*** Provided data ***

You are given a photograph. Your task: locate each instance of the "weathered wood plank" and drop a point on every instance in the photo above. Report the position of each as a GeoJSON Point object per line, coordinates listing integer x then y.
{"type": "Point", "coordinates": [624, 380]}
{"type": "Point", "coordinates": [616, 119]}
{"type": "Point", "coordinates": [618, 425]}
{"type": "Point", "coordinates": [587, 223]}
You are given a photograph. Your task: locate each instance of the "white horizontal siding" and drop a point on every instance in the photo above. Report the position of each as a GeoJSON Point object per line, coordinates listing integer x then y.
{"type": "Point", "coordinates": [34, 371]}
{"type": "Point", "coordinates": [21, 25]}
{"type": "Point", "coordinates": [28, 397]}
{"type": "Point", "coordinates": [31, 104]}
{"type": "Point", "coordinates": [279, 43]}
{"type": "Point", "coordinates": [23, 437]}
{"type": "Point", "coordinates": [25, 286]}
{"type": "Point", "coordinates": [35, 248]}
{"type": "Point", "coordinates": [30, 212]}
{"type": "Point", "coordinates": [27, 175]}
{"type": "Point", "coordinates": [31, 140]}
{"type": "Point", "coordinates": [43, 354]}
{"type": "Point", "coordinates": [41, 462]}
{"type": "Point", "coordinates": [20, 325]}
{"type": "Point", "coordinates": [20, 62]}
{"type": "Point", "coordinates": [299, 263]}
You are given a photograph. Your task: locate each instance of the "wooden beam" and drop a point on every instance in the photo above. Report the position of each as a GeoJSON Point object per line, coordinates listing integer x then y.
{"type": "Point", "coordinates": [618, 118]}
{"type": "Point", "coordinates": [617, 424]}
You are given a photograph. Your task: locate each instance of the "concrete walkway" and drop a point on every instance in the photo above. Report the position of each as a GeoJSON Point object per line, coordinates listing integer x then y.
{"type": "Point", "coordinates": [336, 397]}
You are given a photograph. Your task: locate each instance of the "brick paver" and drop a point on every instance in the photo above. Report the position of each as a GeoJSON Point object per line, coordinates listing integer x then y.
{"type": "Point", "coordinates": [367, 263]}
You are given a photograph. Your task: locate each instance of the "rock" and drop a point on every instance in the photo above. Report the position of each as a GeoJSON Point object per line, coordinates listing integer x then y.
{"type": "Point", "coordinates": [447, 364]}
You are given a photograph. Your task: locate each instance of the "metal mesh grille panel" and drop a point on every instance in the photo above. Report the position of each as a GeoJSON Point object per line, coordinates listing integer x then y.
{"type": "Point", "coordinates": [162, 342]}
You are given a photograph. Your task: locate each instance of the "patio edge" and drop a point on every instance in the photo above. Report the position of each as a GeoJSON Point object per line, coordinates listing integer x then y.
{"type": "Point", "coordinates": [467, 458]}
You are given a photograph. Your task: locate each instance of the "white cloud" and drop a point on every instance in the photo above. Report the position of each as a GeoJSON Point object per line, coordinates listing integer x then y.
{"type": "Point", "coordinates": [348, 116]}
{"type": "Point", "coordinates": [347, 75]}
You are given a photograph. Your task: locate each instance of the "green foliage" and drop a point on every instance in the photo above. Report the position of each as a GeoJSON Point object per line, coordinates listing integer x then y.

*** End of Provided data ***

#### [The problem]
Your reply should consist of all the records, set down exactly.

#### [Exercise answer]
You are given a photograph. Your task: locate each instance of the "weathered wood plank" and drop a point on every instance in the photo above. Report the position of each as a GeoJSON Point object per line, coordinates listing integer x then y.
{"type": "Point", "coordinates": [624, 380]}
{"type": "Point", "coordinates": [616, 119]}
{"type": "Point", "coordinates": [618, 425]}
{"type": "Point", "coordinates": [587, 223]}
You are given a photograph. Your task: locate each instance of the "white horizontal siding" and drop a point on every instance in the photo above. Report the position of each as a GeoJSON Point object per line, coordinates listing integer x then y.
{"type": "Point", "coordinates": [34, 371]}
{"type": "Point", "coordinates": [21, 25]}
{"type": "Point", "coordinates": [28, 397]}
{"type": "Point", "coordinates": [31, 104]}
{"type": "Point", "coordinates": [279, 43]}
{"type": "Point", "coordinates": [23, 437]}
{"type": "Point", "coordinates": [25, 286]}
{"type": "Point", "coordinates": [35, 248]}
{"type": "Point", "coordinates": [30, 212]}
{"type": "Point", "coordinates": [27, 175]}
{"type": "Point", "coordinates": [31, 140]}
{"type": "Point", "coordinates": [43, 354]}
{"type": "Point", "coordinates": [41, 462]}
{"type": "Point", "coordinates": [20, 325]}
{"type": "Point", "coordinates": [20, 62]}
{"type": "Point", "coordinates": [299, 263]}
You are given a photograph. Your task: locate each instance of the "wooden beam" and drop a point on every instance in the photo above. Report the position of each as a GeoJSON Point object per line, coordinates listing integer x then y.
{"type": "Point", "coordinates": [618, 118]}
{"type": "Point", "coordinates": [617, 424]}
You are given a photograph. Your task: locate each instance of the "concrete walkway" and drop a point on every instance in the photo above. Report the position of each as a GeoJSON Point object per line, coordinates listing integer x then y.
{"type": "Point", "coordinates": [336, 397]}
You are given a photograph. Your task: locate each instance of the "brick paver" and drop a point on every instance in the photo above. Report the position of each as a GeoJSON Point object per line, coordinates listing integer x then y.
{"type": "Point", "coordinates": [367, 263]}
You are given a photograph. Your task: locate each instance of the "rock" and drop a point on every instance in the photo above. Report the position of each as a GeoJSON Point object per line, coordinates listing integer x then y.
{"type": "Point", "coordinates": [447, 364]}
You are given a photograph. Your task: locate each instance of the "metal mesh grille panel" and drop a point on every instance in the photo above. Report the position of each as a GeoJSON Point object per line, coordinates listing integer x then y.
{"type": "Point", "coordinates": [162, 342]}
You are given a photograph. Your task: locate each instance of the "patio edge" and drop a point on every instance in the photo above. Report the position of each as a GeoJSON Point object per line, coordinates listing integer x then y.
{"type": "Point", "coordinates": [467, 458]}
You are given a photograph. Your task: locate each instance of the "white cloud" and drop a point on every instance in the photo above. Report the position of each as a GeoJSON Point object per line, coordinates listing integer x then y.
{"type": "Point", "coordinates": [348, 116]}
{"type": "Point", "coordinates": [347, 75]}
You are given a photograph. Your task: locate each instance of the "green foliage" and drop a point on every instance in the photo above. Report the position of each as a GeoJSON Point object per line, coordinates listing integer x then y.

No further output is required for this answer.